▸ AIM
Rewrite the stretch of material from "Note: mark the bicycle tire" through "Target: bicycle chain", changing "bicycle" to "bike" wherever it occurs and leaving everything else as it is.

▸ SOURCE DATA

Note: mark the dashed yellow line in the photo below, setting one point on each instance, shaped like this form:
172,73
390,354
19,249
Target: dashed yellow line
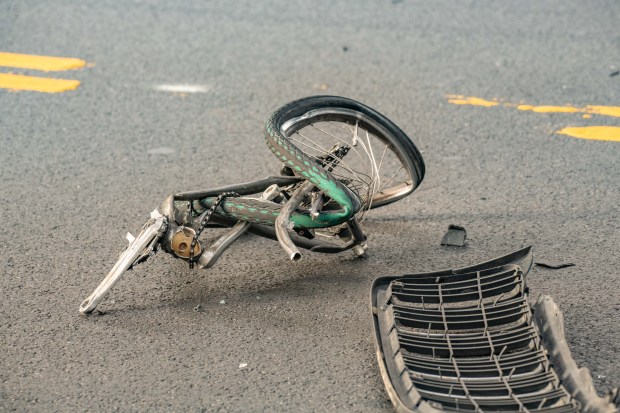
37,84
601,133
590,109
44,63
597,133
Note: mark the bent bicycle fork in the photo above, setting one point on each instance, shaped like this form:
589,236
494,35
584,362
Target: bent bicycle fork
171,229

...

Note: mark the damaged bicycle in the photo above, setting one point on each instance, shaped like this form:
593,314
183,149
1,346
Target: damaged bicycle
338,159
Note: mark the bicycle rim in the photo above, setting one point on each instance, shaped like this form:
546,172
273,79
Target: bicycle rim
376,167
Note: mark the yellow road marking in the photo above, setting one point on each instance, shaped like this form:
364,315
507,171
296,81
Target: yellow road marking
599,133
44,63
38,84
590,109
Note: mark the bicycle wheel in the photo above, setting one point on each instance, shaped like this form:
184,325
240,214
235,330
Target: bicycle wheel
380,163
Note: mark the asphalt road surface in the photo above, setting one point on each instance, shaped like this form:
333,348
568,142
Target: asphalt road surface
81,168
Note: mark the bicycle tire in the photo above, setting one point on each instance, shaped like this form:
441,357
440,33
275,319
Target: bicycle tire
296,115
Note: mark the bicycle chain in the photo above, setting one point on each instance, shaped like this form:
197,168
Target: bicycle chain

* * *

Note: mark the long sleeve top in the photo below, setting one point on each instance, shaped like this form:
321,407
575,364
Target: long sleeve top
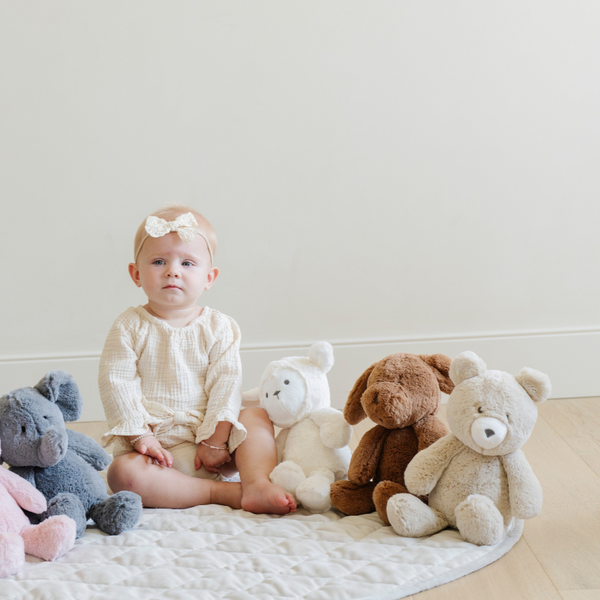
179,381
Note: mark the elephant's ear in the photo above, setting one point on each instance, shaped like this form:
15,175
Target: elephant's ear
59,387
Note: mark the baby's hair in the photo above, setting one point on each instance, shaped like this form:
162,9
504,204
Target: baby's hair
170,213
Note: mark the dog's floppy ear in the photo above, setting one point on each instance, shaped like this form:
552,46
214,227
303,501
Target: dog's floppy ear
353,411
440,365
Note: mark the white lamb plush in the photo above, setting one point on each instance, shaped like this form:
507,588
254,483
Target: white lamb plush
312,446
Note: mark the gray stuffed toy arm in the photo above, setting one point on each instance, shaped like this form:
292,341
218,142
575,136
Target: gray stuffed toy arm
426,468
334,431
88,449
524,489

▸ ANSWER TO THIS TASK
Note: mark the bike tire in the photo above, setting one point on each instance, shaped like this form:
441,357
440,33
275,319
Target: bike tire
296,115
Note: mark the bike chain in the photo above, setting one point on each instance, shaped like this form:
197,168
Target: bike chain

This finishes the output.